→ Instructions for the task:
Below is some material; transcribe all of it exactly.

-------- Exercise input

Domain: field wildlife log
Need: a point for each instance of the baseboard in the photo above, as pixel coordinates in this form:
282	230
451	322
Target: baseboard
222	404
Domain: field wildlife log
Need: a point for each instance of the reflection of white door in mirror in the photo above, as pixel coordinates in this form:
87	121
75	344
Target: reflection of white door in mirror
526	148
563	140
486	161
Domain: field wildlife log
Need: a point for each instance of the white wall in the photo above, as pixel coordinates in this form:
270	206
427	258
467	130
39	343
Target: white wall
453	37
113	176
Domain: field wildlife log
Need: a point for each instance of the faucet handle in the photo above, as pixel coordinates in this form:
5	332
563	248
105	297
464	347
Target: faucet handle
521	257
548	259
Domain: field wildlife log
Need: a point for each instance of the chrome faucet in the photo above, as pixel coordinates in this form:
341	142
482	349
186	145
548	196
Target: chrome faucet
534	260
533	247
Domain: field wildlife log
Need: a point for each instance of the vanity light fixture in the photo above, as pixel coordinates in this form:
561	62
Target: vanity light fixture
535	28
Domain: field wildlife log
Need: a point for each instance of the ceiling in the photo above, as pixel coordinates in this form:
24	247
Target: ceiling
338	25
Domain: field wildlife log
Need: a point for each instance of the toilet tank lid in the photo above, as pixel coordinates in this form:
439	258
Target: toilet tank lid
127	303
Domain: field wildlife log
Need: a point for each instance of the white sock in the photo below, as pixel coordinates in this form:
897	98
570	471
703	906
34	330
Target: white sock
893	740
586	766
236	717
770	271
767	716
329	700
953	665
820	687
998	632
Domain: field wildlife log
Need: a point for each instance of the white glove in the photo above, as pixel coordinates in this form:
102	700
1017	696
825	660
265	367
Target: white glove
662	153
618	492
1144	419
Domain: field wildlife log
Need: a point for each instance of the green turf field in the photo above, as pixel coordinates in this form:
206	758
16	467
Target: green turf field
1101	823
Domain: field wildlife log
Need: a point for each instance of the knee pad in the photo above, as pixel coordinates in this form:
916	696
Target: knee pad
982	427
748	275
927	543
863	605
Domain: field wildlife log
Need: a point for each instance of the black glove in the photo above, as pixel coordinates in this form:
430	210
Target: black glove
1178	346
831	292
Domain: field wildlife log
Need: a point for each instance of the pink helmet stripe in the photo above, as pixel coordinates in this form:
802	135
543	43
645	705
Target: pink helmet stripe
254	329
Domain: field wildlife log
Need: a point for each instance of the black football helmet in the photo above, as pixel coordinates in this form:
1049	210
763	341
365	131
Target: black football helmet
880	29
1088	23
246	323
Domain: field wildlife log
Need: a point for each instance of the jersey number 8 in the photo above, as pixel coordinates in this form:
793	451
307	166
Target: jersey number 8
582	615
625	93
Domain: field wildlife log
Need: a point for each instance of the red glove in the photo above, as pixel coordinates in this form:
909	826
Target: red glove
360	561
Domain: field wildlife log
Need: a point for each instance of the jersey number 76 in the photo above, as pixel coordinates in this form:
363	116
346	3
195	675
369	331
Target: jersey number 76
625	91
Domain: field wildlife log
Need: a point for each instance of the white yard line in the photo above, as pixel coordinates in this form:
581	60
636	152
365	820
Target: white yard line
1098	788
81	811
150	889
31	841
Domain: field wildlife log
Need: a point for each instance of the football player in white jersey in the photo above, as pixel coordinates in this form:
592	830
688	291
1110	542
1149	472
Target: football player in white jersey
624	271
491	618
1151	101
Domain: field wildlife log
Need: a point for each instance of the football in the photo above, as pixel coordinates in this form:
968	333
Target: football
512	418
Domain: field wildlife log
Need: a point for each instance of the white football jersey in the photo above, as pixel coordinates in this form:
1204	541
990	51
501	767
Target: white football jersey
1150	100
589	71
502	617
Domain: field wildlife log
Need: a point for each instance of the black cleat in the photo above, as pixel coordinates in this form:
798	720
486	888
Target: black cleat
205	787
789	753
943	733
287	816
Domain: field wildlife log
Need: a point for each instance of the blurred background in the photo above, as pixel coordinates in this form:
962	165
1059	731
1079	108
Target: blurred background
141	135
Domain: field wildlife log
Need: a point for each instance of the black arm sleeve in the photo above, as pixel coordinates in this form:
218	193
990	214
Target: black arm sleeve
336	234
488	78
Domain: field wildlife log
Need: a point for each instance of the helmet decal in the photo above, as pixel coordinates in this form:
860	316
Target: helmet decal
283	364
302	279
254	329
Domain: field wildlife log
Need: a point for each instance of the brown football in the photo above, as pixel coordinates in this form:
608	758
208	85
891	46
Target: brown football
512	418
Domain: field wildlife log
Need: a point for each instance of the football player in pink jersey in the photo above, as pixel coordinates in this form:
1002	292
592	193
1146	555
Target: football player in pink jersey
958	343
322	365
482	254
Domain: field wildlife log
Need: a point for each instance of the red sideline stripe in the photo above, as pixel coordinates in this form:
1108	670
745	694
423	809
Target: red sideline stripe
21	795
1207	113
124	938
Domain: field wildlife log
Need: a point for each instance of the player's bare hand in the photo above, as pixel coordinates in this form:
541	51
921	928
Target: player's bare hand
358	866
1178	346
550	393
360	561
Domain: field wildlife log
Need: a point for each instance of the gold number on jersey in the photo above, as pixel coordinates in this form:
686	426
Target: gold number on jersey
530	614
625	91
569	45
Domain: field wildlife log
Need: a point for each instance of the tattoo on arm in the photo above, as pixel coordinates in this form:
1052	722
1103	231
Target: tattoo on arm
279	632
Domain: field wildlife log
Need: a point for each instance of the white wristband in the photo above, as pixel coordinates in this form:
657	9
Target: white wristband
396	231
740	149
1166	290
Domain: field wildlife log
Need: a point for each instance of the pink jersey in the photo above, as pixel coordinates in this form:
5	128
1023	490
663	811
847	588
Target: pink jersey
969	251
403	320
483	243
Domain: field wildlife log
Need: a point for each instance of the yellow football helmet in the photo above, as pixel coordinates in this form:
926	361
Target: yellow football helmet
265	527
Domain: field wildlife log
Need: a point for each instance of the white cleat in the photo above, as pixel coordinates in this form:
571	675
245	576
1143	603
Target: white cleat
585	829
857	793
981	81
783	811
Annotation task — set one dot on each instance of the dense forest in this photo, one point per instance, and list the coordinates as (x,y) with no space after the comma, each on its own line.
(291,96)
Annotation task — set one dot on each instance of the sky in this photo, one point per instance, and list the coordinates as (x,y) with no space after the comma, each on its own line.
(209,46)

----------------

→ Task answer:
Domain: field wildlife log
Need: a point for each instance of the baseboard in the photo above, as pixel coordinates in this form:
282	230
451	322
Target: baseboard
222	404
Domain: field wildlife log
Need: a point for each instance of the reflection of white door in mirror in the photo above, as pixel coordinates in this form:
87	121
75	344
Target: reflection of white door in mirror
526	148
563	140
486	161
Domain: field wildlife log
Need: a point for each instance of the white wall in the photo above, as pixel coordinates in this form:
270	206
427	258
467	130
39	343
Target: white wall
453	37
113	176
Domain: field wildlife log
Need: a point for each instance of the faucet handle in the photo above, as pixel coordinates in this form:
5	332
563	248
105	297
464	347
Target: faucet handle
521	257
548	259
Domain: field wildlife log
Need: a point for each instance of the chrome faucet in the photo above, as pixel coordinates in this form:
341	142
482	349
186	145
548	196
Target: chrome faucet
534	260
533	247
Domain: field wildlife log
Need: a point for each instance of the vanity light fixture in the photo above, as pixel coordinates in this form:
561	62
Target: vanity light fixture
535	28
Domain: field wildlife log
Need: a point for each instance of the ceiling in the photo above, as pixel coordinates in this form:
24	247
Target: ceiling
338	25
Domain: field wildlife log
Need: a point for each instance of the toilet tank lid in the photo above, as pixel coordinates in this form:
439	258
Target: toilet tank lid
127	303
Domain: field wildlife log
Need: a point for each instance of the white sock in the photo below, as pixel coordinates in this form:
897	98
570	471
703	906
34	330
Target: white sock
893	740
586	766
236	717
770	271
767	716
329	700
953	665
820	687
998	632
Domain: field wildlife log
Need: a point for each instance of the white glove in the photo above, as pixel coordinates in this form:
102	700
1017	696
825	660
265	367
Target: white glove
662	153
618	492
1144	419
Domain: field wildlife log
Need: a point for each instance of the green turf field in the photo above, as pixel coordinates in this form:
206	758
16	467
Target: green turf field
1101	823
Domain: field wildlife log
Need: a point for each instance of the knee pad in the photo above, as pixel coordinates in this form:
916	696
Target: knee pad
982	427
748	275
927	543
863	605
Domain: field wildlife log
Need: a point for each instance of the black glove in the photo above, as pixel coordinates in this form:
430	210
Target: black glove
1178	346
831	292
Domain: field wildlife log
Need: a point for each instance of the pink helmet stripe in the photo above, as pixel coordinates in this form:
802	135
543	43
645	705
Target: pink helmet stripe
254	329
Domain: field wildlife log
Need: a point for each instance of the black football helmet in the photo above, as pixel coordinates in this form:
1049	210
763	341
365	131
Target: black football helmet
880	29
1088	23
246	323
Domain: field wildlife log
Need: a point for each instance of the jersey number 8 in the photo above, as pixel coordinates in this form:
793	451
307	166
Target: jersey number 8
582	615
625	93
Domain: field wildlife log
Need: a point for each instance of the red glove in the photo above, as pixel coordinates in this form:
909	826
Target: red glove
360	561
Domain: field wildlife log
Need: a point for each instance of the jersey number 76 in the photo above, as pixel coordinates in this form:
363	116
346	3
195	675
369	331
Target: jersey number 76
625	91
Domain: field wildlife log
Need: a point for each instance of the white yard line in the photo above, as pixel coordinates in this form:
581	60
636	152
365	820
Target: white yard line
1098	788
81	811
150	889
31	841
Domain: field wildlife log
Need: a point for each instance of the football player in white jersey in the photo above, as pixel coordinates in this form:
592	830
688	291
1110	542
1149	472
Target: football player in white jersey
624	271
491	618
1151	101
Domain: field wildlife log
Need: a point for each instance of the football in the photo above, as pixel coordinates in this form:
968	333
Target: football
512	418
Domain: field wildlife log
Need: a point for each instance of the white football jersey in the photo above, as pixel coordinates in this form:
1204	541
990	51
501	767
Target: white football jersey
1150	100
589	71
502	617
Domain: field wildlife log
Need: a point for each instance of the black cleat in the photo above, as pixel coordinates in this form:
798	720
486	888
Target: black cleat
205	787
789	753
943	733
287	816
Domain: field wildlife log
Need: a point for each instance of the blurred background in the photo above, as pixel coordinates in this form:
962	165
1059	731
1079	108
Target: blurred background
141	135
Domain: field wildlife log
Need: a point for each instance of the black arm sleeve in the photo above, as pixel coordinates in this form:
218	193
990	214
Target: black arm sleeve
336	234
488	78
Domain: field wildlife log
Need: a point for each instance of the helmet decal in the photo above, as pixel coordinates in this form:
860	316
Target: helmet decal
283	364
302	279
254	329
Domain: field wildlife log
Need: a point for each instance of the brown football in the photo above, as pixel coordinates in this form:
608	758
208	85
891	46
Target: brown football
512	418
Domain: field wildlife log
Need: a point for each instance of the football player in pink jersey in the photo above, as pixel coordinates in this form:
1002	292
592	193
1146	555
Target: football player in pink jersey
958	343
322	365
482	254
Domain: field wildlife log
Need: a point for each instance of the red sideline stripe in the photo above, as pixel coordinates in this form:
1108	670
745	694
423	809
Target: red sideline stripe
21	795
1207	113
124	938
Domain: field wildlife log
Need: a point for each instance of the player's bare hand in the photo above, as pixel coordinates in this form:
541	51
921	928
Target: player's bare hand
358	866
1178	346
550	393
360	561
Domain: field wildlife log
Need: a point for each instance of the gold number on jersey in the photo above, as pixel coordinates in this form:
686	426
Target: gold number on jersey
530	614
625	91
569	45
Domain: field wildlife log
Need: a point for each instance of the tattoo on arm in the photo above, as pixel coordinates in this form:
1052	722
1103	231
Target: tattoo on arm
279	632
Domain: field wildlife log
Need: a point for each instance of the white wristband in the photo above, as pixel coordinates in this form:
657	9
Target: white wristband
396	231
740	149
1166	290
Domain: field wildlife log
Need: a point for each instance of the pink jersey in the photo above, as pixel coordinates in this form:
5	128
1023	490
663	811
847	588
Target: pink jersey
969	251
403	320
483	243
Domain: field wildlife log
Need: a point for each instance of the yellow football helmet in the photo above, as pixel coordinates in this form:
926	361
Target: yellow football helmet
265	527
Domain: field wildlife log
Need: a point for each instance of the white cleat in the photo above, as pixel coordinates in this form:
571	675
245	576
1143	603
Target: white cleat
585	829
857	793
981	81
783	811
Annotation task — set one dot on each instance of the dense forest in this photo, one point per instance, and list the coordinates as (x,y) with no space after the comma, each on its own line.
(291,96)
Annotation task — set one dot on each instance of the sky in this photo, one point per instance, and list the coordinates as (x,y) with no space after the comma, each on its own line.
(209,46)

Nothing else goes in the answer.